- PROVIDED PASSAGE -
Lesson 14
 

Finishing Touches

We've covered enough material in this tutorial for you to go off and develop some pretty serious web pages. Now that we've come this far, I want to tell you about something I skipped earlier for the sake of simplicity; and to give you some tips on "quality assurance" for your web sites.

 

The DOCTYPE element

Right back in Lesson 1, I told you that the very first thing that appears in an HTML document should be the <HTML> tag, to tell browsers the kind of file (i.e. HTML) they are receiving when downloading from the Web.

Actually, this is not strictly true. In practice, all browsers I have ever encountered will have no trouble dealing with an HTML file as we have described it so far. But if we are following the rules (and please do -- "It's a good thing" as Martha Stewart might say), we should begin the document with a DOCTYPE element, using the <!DOCTYPE> tag (note that exclamation mark immediately after the opening angle bracket -- rather like in a COMMENT tag). It is the DOCTYPE element that really tells a user agent (browser) what kind of file it is. Here's an example, which we'll break down in a moment:

<!DOCTYPE HTML PUBLIC "-//W3C//DTD HTML 3.2 Final//EN">

This tells the browser that the type of document (DOCTYPE) is HTML; that the Document Type Definition (whoa there! We'll come back to that) is Public; that the public DTD (yes, that's Document Type Definition) is maintained by the World Wide Web Consortium (the W3C); that the DTD is for the Final version of HTML 3.2; and that the DTD is written in English (EN).

So what's this DTD business? Put simply, HTML is actually a subset of a larger family of markup languages, the "parent" of which is SGML (Standard Generalised Markup Language). The various markup languages under SGML are defined by a DTD, which specifies the hierarchy of elements and attributes that go to make up the language. I don't propose to go into any more detail about DTD's here; you can find more information at the W3C web site and in the W3C HTML specifications (also on the web site). But you do need to know about the DOCTYPE declaration at the top of your HTML files in order to validate them properly, which we'll discuss shortly.

If you have created an HTML document that complies with HTML 3.2 (that is, it doesn't contain any browser-specific elements or attributes not introduced until a later version -- like frames for example), then you can use the DOCTYPE declaration above. So your file would begin:

<!DOCTYPE HTML PUBLIC "-//W3C//DTD HTML 3.2 Final//EN">
 
<HTML>
 
  <HEAD>
    --- any HEAD material in here ---
  </HEAD>
 
  <BODY>
    --- etc.

I mentioned way back that HTML 4.0 was released in December 1997. HTML 4.0 introduced a greater separation between structure and style in the markup methods. I have talked before about how HTML was originally conceived as a purely structural markup scheme, but gradually more tags like <B> and <I> were introduced to gain control over the style or physical appearance of text. Web site designers have become adept in the use of tables and other hacks like the "single pixel GIF trick" to position elements on the page more predictably. But these measures have been less than 100% satisfactory.

- TASKS TO CARRY OUT -
A. Render this sentence from the HTML lesson in Spanish: "HTML 4.0 introduced a greater separation between structure and style in the markup methods."
B. In the HTML lesson, when was HTML 4.0 released?
C. Write the next few paragraphs of the HTML lesson, picking up right after its final sentence.
The records have no connection to the HTML lesson.

- Bounding-box records -

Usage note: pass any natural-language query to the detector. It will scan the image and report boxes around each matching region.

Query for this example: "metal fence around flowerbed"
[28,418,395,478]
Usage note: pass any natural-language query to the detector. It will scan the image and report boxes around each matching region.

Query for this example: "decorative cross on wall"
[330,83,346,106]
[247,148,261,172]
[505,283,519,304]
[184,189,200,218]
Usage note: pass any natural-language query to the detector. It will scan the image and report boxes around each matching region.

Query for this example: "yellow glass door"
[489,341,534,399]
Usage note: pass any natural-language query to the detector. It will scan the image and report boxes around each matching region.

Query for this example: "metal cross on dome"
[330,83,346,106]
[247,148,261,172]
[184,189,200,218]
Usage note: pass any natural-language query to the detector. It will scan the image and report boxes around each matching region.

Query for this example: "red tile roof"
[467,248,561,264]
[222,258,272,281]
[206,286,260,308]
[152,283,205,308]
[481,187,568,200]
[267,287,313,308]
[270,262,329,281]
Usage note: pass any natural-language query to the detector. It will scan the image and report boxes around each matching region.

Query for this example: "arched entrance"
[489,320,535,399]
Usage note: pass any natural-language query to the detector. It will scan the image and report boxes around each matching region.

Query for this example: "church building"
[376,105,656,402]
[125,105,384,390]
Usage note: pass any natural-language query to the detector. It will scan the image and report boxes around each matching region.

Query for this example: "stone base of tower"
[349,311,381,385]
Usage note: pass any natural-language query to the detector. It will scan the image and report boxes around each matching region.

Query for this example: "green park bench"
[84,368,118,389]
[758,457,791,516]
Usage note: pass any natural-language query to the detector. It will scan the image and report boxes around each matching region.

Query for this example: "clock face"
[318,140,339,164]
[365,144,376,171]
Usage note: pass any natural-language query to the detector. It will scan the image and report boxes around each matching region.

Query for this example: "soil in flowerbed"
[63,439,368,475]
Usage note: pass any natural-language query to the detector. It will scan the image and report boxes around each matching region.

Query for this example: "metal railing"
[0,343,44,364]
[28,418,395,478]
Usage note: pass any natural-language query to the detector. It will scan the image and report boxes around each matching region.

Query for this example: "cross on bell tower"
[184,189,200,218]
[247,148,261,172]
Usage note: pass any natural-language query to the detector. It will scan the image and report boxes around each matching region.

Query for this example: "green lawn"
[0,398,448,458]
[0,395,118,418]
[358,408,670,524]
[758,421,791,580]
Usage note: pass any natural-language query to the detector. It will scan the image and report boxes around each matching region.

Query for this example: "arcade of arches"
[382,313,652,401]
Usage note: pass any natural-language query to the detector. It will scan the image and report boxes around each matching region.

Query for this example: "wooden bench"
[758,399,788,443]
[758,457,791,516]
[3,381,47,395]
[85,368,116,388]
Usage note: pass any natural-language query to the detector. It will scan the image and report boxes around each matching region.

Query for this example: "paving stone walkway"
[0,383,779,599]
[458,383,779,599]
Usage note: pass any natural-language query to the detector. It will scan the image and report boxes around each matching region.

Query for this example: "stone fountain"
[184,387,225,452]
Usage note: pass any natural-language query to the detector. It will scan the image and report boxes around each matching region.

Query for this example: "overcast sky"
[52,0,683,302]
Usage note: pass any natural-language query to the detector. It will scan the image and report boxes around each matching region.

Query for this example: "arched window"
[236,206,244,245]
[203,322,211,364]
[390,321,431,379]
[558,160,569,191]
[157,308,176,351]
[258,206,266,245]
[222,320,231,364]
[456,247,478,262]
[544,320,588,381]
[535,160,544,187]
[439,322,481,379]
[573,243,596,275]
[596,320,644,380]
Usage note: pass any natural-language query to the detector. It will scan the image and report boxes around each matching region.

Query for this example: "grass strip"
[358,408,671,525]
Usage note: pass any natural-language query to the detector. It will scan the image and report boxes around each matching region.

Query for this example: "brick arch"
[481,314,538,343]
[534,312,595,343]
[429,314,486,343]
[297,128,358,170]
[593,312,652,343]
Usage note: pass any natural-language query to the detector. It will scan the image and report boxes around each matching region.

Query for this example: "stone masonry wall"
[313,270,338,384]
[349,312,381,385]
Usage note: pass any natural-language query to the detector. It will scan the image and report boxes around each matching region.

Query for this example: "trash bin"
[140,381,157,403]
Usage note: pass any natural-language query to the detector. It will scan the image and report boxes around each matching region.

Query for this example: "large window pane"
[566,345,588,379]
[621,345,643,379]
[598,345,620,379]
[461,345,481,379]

- RESPONSES BY TASK -
A. HTML 4.0 introdujo una mayor separación entre estructura y estilo en los métodos de marcado.

B. In December 1997.

C.
HTML 4.0 did two things. In one sense, it returned to being a purely structural markup scheme, in terms of the elements (tags) given in the Strict DTD (I'll explain that "Strict" thing shortly). However, it also allows Cascading Style Sheets (CSS) to be included in or linked to HTML documents, which give the browser instructions on how text is to be displayed (typeface, font size, colour, leading, etc.) and where text and images are to be positioned on the page (without using tables or other tricks).

This might sound confusing at first, but in fact, it's pretty wonderful. However there has long been a problem: browser support. It has taken the browser vendors a long time to get around to providing adequate and correct support for CSS in their products.

Internet Explorer version 3 had some support, but parts of it were faulty, and could make a real mess of pages that did use CSS. Version 4 was a lot better, but still far from perfect or complete. Version 5 and higher, available as I am updating this tutorial early in 2001, is the best yet from Microsoft. It still has some weaknesses, though.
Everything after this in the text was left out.